In the stretch from the line containing "For each instance of the shrub" through the end of the lines, swap "SHOULD" for "MUST" and leave everything else unchanged. Give only those lines.

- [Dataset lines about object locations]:
---------------
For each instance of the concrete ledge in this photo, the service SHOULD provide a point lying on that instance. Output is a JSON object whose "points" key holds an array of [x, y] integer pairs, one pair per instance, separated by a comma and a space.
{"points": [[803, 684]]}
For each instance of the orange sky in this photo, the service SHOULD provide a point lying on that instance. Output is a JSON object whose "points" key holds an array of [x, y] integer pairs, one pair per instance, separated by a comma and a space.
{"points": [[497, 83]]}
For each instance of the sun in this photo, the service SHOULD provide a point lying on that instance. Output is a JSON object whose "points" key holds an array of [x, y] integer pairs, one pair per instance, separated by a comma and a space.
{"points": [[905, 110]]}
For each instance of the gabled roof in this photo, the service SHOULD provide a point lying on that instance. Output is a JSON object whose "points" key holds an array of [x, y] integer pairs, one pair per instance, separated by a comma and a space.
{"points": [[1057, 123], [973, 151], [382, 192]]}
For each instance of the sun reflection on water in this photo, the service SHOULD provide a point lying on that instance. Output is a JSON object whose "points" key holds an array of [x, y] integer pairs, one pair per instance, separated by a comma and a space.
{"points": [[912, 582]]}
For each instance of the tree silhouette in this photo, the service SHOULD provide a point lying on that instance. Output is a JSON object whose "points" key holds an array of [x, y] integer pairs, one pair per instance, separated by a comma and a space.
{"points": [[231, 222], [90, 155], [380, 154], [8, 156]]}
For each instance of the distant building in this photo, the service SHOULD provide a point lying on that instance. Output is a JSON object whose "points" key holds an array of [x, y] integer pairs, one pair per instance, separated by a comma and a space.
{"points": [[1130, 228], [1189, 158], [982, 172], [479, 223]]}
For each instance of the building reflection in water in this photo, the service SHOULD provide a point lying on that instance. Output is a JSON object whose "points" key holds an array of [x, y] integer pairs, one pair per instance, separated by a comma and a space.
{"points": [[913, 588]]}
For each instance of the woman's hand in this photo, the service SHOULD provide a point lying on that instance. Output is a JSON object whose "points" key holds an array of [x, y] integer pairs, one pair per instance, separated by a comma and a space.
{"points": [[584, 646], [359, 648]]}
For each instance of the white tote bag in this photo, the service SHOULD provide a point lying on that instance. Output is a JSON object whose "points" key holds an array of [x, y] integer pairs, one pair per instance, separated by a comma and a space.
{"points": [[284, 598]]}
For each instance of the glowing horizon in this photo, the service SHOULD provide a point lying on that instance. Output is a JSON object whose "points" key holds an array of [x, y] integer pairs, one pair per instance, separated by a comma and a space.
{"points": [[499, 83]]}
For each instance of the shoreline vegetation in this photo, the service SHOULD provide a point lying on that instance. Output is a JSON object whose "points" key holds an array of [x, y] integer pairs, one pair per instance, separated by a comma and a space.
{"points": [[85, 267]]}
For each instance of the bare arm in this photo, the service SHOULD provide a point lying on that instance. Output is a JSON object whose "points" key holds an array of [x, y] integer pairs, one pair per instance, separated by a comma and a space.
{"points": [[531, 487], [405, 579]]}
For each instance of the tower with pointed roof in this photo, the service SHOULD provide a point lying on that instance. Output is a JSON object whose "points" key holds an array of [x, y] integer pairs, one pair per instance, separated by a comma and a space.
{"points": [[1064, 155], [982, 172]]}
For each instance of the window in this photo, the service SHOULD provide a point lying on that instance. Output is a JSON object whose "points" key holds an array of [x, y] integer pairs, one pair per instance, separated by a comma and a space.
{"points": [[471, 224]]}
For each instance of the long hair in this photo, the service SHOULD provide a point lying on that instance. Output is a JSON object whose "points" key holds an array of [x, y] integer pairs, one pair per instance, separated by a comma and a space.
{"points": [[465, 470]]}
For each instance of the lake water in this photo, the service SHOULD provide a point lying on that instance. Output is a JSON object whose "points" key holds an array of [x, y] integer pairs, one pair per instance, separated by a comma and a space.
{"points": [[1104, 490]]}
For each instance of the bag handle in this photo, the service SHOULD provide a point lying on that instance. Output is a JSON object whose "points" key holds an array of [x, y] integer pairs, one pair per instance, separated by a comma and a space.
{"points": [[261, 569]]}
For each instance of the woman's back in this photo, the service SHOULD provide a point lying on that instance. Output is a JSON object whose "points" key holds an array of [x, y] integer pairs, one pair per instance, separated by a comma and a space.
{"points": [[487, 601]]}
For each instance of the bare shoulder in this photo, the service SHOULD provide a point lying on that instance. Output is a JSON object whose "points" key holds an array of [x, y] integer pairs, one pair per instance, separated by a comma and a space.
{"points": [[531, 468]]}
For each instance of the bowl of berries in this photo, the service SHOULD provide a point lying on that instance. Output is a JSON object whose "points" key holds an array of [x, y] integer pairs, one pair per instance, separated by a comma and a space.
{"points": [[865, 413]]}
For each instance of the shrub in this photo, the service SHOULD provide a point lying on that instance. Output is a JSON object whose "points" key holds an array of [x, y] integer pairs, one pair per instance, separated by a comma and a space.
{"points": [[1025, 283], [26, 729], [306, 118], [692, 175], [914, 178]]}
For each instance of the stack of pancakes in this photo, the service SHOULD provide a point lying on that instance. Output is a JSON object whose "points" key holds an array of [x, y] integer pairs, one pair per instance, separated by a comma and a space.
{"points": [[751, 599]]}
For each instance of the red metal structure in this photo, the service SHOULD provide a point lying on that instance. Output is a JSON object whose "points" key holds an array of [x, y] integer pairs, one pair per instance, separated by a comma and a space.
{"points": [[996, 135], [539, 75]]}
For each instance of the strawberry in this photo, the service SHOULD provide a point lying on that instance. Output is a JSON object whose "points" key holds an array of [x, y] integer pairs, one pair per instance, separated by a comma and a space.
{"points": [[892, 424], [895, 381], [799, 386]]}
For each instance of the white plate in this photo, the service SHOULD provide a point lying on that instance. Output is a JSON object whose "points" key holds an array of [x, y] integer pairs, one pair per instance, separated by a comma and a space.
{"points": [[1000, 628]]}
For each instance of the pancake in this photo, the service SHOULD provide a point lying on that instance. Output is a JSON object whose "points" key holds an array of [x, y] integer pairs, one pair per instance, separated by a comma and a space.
---------------
- [Exercise solution]:
For each instance of the shrub in this photo, the service MUST provide a point lying on that instance. Output is a JSON object whose "points" key holds an array of [x, y] integer pairs, one pair per instance, separated by a comma and a space.
{"points": [[1025, 283], [26, 729], [306, 118], [692, 175], [914, 178]]}
For each instance of the stack of pancakes in this photo, the service MUST provide a point lying on that instance. Output is a JSON object whose "points" key holds an array of [x, y] integer pairs, one pair per instance, separated by a comma and a space.
{"points": [[751, 599]]}
For each instance of the red metal structure in this photo, the service MUST provide a point lying on that instance. Output is a JSON object whose "points" key holds an array of [x, y] integer pairs, one pair per instance, separated by a comma and a space.
{"points": [[996, 135], [539, 75]]}
For each instance of the strawberry in this photo, the service MUST provide a point lying on that instance. Output is a JSON object whose "points" key holds an array of [x, y] integer pairs, one pair per instance, separated by a comma and a space.
{"points": [[892, 424], [895, 381], [799, 386]]}
For each instance of the white plate in this photo, the service MUST provide a point lying on that instance. Output is a JSON object whose "points" key holds an array of [x, y] integer pairs, one pair per instance, separated by a comma and a space.
{"points": [[1000, 628]]}
For each instance of the pancake in this photo, the service MUST provide a point lying on that instance. Output is a JSON object whose "points" key holds an array of [x, y] integer pairs, one pair per instance, separated by a comma and a space.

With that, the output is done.